[start]

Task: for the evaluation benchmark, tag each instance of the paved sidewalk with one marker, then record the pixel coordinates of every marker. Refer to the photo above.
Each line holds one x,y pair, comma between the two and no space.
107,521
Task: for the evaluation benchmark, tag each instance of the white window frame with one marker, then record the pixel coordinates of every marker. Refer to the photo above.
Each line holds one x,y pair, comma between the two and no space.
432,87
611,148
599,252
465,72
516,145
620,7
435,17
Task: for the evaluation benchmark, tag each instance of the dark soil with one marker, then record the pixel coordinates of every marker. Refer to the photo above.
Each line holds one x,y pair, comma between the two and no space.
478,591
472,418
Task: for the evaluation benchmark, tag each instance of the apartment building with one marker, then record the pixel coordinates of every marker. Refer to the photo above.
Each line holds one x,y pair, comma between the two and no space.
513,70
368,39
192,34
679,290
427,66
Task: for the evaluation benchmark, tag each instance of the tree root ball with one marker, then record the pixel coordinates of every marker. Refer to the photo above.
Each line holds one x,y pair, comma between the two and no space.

[end]

What is needed: Can you repeat all of the rows above word for word, without changing anything?

Task answer:
Task: for the evaluation benchmark, tag each instance of the paved sidewalk with one marker, then record the pixel coordinates of every marker. Refer to the photo above.
Each line holds one x,y pair, comma between the two and no space.
107,521
Task: for the evaluation benchmark, tag each instance of the white window frame with one marker, then record the pixel coordinates of every marker. Refer to the photo above.
Each line holds one x,y pair, comma between the two and no space.
432,87
611,148
599,252
465,72
516,145
620,7
435,17
Task: for the evaluation benchmark, tag each instance of the dark soil with one marker, then record the pixel coordinates of every marker. Refer to the photo above.
Each line holds one x,y pair, comma between the two and no space.
478,591
472,418
Task: for the evaluation benchmark, tag each instance of the apartment building with one marker, then record the pixel coordinates of every marker. Refer to the photo above.
Each line holds one x,y pair, comma between the two and no space.
513,70
368,39
192,34
679,290
427,66
Task: for the evaluation benchmark, tag each instance of the tree root ball with one marker, then record the pixel coordinates of every marker. Refer to the photo above.
Each line holds one x,y pair, comma between the two and no space.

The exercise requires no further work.